Start of Text block

There are many different considerations when deciding what is the best approach for each individual person and if you need to have your wisdom teeth removed such as:
- Broken down wisdom teeth which are unable to be repaired.
- Gum disease which cannot be stabilised and therefore controlled long term. This is especially important as gum disease has been linked with poor diabetes control and cardiovascular disease.
- Limited space behind the pre-existing teeth. In these cases, it is common for wisdom teeth to become impacted (trapped) behind the back tooth. This causes poor positioning of the wisdom tooth and leads to plaque and food trapping and concerns for the health of the tooth directly in front.
Many of these cases may be identified by the dentist when you are not in any pain at all and therefore not aware of this being a problem long term. In some cases, however these situations can cause considerable pain. Once a concern about your wisdom teeth has been realised then we would arrange an x-ray (if we haven’t got one already) to better assess any important anatomy (blood vessels, nerves etc) which may complicate removal of the tooth.
In addition to what we see in your mouth or on x-rays many other things complicate an extraction of a wisdom tooth such as your age, are you anxious about dentistry of extractions and or needles, are you on medications or do you have a medical condition that may complicate either extracting the tooth or the healing after the extractions. All of this and more needs to be taken into consideration when deciding the most appropriate treatment for you as the patient.
Let’s say everything has been taken into account and your case is suitable for extraction at our surgery. What can you expect?
Firstly, the procedure will always be thoroughly discussed again, and risk associated will also be discussed until you understand the procedure, risks associated and are still happy to proceed with treatment. Then you will be given an injection to numb the tooth and the surrounding gums. Following this the dentist will check to see if you are appropriately numb before proceeding with the extraction. During the extraction you may feel pressure and movement, sometimes your jaw joint can become tired and uncomfortable because of the pressure however we have trained nurses to help support you jaw in these cases. You may also hear some noises, all of which is a normal part of removing a tooth. Most importantly you shouldn’t feel any pain during the procedure. It may be necessary to cut the tooth in pieces or remove some of the bone around the tooth to allow for the tooth to be removed completely. This will all be done without you experiencing any pain to your tooth or surrounding gums.

End of Text block
Start of Source data

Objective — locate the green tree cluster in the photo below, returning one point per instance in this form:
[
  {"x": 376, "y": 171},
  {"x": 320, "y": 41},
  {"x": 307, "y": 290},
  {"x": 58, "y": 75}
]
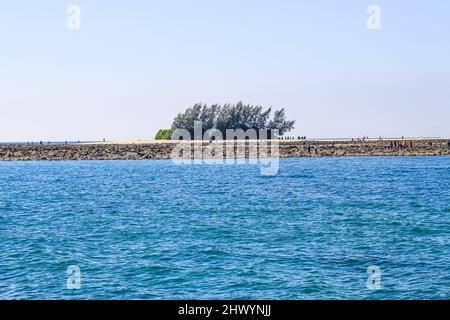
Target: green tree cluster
[{"x": 233, "y": 116}]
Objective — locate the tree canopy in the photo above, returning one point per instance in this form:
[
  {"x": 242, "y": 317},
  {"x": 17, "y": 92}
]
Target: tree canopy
[{"x": 233, "y": 116}]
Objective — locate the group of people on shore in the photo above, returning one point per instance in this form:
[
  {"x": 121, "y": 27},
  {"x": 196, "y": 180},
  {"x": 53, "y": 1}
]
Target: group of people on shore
[{"x": 401, "y": 145}]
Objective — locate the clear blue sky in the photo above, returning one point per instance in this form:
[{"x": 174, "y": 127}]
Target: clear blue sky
[{"x": 135, "y": 64}]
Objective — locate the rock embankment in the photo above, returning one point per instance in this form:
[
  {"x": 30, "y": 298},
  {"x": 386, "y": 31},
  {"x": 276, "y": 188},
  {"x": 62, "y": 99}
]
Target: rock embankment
[{"x": 163, "y": 150}]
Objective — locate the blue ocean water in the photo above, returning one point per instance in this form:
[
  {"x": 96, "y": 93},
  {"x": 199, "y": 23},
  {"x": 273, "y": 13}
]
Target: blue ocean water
[{"x": 153, "y": 230}]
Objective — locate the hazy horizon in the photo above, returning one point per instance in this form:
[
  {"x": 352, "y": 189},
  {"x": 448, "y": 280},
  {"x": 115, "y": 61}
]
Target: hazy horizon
[{"x": 134, "y": 65}]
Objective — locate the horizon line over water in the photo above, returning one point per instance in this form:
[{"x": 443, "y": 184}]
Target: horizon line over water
[
  {"x": 202, "y": 236},
  {"x": 45, "y": 142}
]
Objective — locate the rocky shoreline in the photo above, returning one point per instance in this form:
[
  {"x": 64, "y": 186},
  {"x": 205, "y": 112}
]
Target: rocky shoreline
[{"x": 162, "y": 150}]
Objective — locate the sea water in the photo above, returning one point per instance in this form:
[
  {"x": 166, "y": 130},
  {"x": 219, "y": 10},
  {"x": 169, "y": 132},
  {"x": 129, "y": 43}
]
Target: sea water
[{"x": 154, "y": 230}]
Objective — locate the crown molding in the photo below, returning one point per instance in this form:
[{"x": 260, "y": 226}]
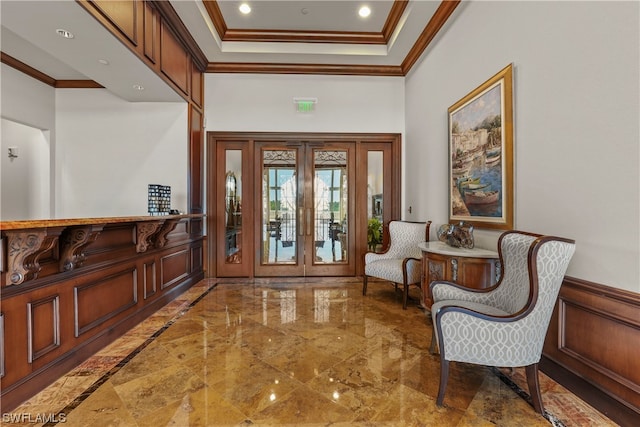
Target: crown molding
[
  {"x": 436, "y": 22},
  {"x": 44, "y": 78},
  {"x": 227, "y": 34},
  {"x": 327, "y": 69}
]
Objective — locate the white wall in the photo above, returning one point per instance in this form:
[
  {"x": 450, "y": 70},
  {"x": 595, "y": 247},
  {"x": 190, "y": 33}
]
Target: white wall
[
  {"x": 108, "y": 151},
  {"x": 576, "y": 93},
  {"x": 25, "y": 178},
  {"x": 26, "y": 101},
  {"x": 257, "y": 102}
]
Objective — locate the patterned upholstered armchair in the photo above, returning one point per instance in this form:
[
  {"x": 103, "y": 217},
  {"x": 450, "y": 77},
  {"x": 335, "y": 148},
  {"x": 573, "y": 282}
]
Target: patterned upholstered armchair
[
  {"x": 503, "y": 326},
  {"x": 402, "y": 261}
]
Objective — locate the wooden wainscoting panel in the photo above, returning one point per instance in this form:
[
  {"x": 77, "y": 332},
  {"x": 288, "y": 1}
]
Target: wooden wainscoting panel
[
  {"x": 97, "y": 301},
  {"x": 2, "y": 346},
  {"x": 197, "y": 257},
  {"x": 173, "y": 268},
  {"x": 43, "y": 326},
  {"x": 594, "y": 333},
  {"x": 150, "y": 282}
]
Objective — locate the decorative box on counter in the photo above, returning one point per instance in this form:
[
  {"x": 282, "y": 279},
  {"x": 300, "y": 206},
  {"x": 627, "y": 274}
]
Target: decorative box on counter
[{"x": 159, "y": 199}]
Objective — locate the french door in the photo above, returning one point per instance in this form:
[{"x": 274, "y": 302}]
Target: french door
[
  {"x": 306, "y": 209},
  {"x": 298, "y": 204}
]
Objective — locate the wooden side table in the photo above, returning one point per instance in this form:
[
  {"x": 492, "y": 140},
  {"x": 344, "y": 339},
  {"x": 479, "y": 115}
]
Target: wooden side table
[{"x": 474, "y": 268}]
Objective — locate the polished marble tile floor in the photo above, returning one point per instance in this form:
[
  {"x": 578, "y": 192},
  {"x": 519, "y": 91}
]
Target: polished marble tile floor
[{"x": 291, "y": 353}]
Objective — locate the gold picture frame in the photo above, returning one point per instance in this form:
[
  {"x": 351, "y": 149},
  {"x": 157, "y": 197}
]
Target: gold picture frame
[{"x": 481, "y": 154}]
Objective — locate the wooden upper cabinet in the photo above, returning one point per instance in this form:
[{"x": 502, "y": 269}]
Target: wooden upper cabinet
[
  {"x": 196, "y": 85},
  {"x": 174, "y": 60},
  {"x": 151, "y": 32},
  {"x": 122, "y": 14}
]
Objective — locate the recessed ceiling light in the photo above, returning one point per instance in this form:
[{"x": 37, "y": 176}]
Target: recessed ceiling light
[{"x": 64, "y": 33}]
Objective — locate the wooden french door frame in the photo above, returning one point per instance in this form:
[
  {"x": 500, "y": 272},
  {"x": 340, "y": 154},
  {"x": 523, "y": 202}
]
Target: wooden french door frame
[
  {"x": 311, "y": 257},
  {"x": 390, "y": 143}
]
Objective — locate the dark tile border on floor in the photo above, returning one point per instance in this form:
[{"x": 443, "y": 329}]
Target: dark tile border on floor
[
  {"x": 93, "y": 387},
  {"x": 553, "y": 420}
]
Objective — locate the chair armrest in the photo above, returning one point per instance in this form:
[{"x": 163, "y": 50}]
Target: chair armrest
[{"x": 445, "y": 290}]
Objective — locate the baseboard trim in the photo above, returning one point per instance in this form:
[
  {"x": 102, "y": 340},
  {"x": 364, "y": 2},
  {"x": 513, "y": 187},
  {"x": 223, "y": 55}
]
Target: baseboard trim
[{"x": 594, "y": 396}]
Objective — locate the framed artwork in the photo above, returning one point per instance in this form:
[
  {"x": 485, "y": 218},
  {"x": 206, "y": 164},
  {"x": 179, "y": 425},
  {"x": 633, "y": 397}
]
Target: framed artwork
[{"x": 481, "y": 154}]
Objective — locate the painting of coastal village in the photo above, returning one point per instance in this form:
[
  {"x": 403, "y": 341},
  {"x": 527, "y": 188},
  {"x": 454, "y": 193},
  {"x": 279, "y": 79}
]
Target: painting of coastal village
[{"x": 477, "y": 150}]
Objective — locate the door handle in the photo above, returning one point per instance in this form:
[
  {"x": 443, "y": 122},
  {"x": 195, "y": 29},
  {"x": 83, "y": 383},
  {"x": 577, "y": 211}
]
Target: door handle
[{"x": 300, "y": 221}]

End of Source data

Complete the following:
A: In the wisdom teeth text, rewrite the part starting with "In addition to" and going on through "as the patient.", replacing "anxious" with "nervous".
B: According to the wisdom teeth text, what has gum disease been linked with?
C: Pick up the text on wisdom tooth removal after its last sentence and continue it.

Answers for this exercise:
A:
In addition to what we see in your mouth or on x-rays many other things complicate an extraction of a wisdom tooth such as your age, are you nervous about dentistry of extractions and or needles, are you on medications or do you have a medical condition that may complicate either extracting the tooth or the healing after the extractions. All of this and more needs to be taken into consideration when deciding the most appropriate treatment for you as the patient.

B: Poor diabetes control and cardiovascular disease.

C:
Now my wisdom teeth are finally out so what can I expect after the procedure?
After extraction of the wisdom tooth or teeth your dentist will instruct you on how to care for your mouth during the recovery period. It is very important to follow these instructions in its entirety to minimise the risk of complications and help promote nicely healed gum rather than a complication. It is not uncommon to experience some pain and bleeding within the first 24 hours Then a few days later some swelling following the operation. This is a normal part of the healing process and there will be clear instructions on how to manage this by your dentist. For the most part the recovery period could take anywhere from several days to two weeks. Ice packs, pain relief medications prescribed by your dentist, a soft diet and salt water rinses are helpful during this time.
It is important to understand fevers, pus from the socket or severe pain are all potential signs of a complication and its important to contact your dentist or local doctor in this situation.